**SET EXERCISE**
Resize the rows from the line containing "red soil, the" through the end of the rows, inclusive, and reproduce only those lines, keeping the requests unchanged. Multiply every coordinate in the answers by 1.45 and round each result to a whole number, rounding halves up.

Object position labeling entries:
---+---

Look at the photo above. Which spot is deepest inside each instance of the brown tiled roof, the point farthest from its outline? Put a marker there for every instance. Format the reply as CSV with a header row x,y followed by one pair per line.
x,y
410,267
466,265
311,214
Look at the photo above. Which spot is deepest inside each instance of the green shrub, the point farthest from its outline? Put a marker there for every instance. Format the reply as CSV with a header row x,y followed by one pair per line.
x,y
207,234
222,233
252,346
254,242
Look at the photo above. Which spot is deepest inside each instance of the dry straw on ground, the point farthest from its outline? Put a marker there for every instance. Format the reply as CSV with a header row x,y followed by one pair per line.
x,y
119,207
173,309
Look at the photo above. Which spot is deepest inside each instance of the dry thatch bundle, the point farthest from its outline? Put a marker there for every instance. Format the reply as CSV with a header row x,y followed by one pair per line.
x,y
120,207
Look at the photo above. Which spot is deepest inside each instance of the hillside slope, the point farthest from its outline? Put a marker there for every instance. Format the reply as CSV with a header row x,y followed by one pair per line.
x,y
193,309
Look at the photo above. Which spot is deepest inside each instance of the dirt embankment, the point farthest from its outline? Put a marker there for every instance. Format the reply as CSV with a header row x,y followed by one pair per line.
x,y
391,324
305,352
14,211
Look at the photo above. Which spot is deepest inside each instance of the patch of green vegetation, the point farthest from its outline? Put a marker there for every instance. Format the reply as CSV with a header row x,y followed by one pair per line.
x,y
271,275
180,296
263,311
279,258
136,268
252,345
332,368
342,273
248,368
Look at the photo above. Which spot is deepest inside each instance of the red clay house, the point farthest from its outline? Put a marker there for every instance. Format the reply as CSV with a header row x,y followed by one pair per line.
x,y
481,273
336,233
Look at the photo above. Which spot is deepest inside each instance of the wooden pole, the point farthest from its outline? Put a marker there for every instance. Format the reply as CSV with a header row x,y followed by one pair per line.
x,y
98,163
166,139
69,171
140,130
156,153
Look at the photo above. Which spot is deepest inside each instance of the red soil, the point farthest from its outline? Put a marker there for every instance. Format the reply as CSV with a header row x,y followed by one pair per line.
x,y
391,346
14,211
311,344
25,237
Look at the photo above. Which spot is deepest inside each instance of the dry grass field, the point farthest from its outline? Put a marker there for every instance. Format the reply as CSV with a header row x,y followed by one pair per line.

---+---

**CORRECT OUTPUT**
Look at the photo above. Which spot is deepest inside each instance of the red soil, the point farthest from its outline? Put a marker there for every instance. Format the reply as CSV with a header row x,y followed by one pair per line.
x,y
567,502
20,306
451,499
36,344
Look at the photo above. Which spot is deepest inside each instance of the dry grass field, the point farthest from its outline? Put a marker there for every instance. Format the reply as CSV with a header row x,y followed by one pair per line.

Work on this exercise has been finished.